# [Goal of the exercise]
Please revise the listing below so that each "souvenir display rack" becomes "gift shop shelf", with everything else left unchanged. Leave the pictures out of your answer.

** BEGIN **

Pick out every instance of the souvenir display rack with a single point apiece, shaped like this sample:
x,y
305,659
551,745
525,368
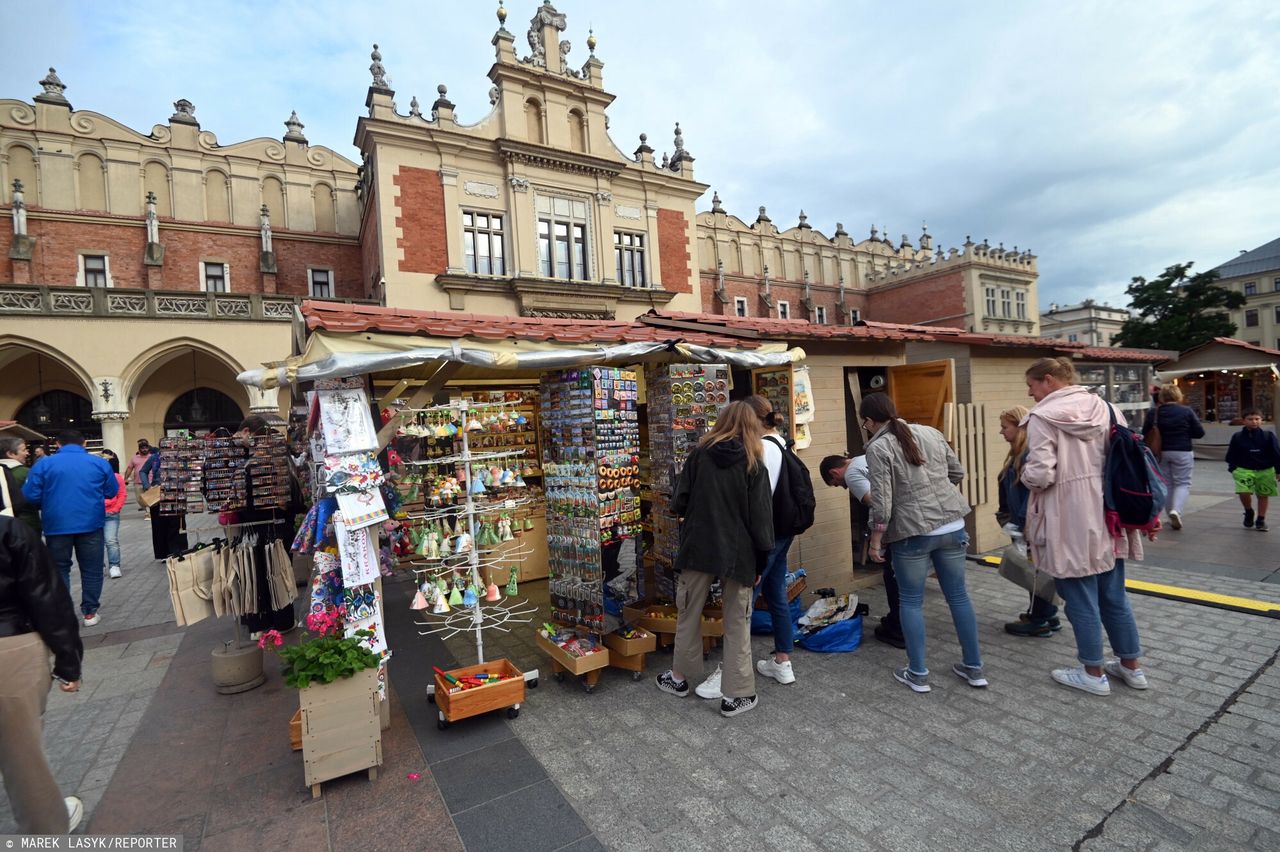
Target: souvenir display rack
x,y
466,536
592,473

** END **

# [The solution]
Pick out every instance of the gift shop shelf with a single point apiece, shaped like this sample:
x,y
305,659
551,745
525,368
Target: gift shop shelf
x,y
466,536
592,473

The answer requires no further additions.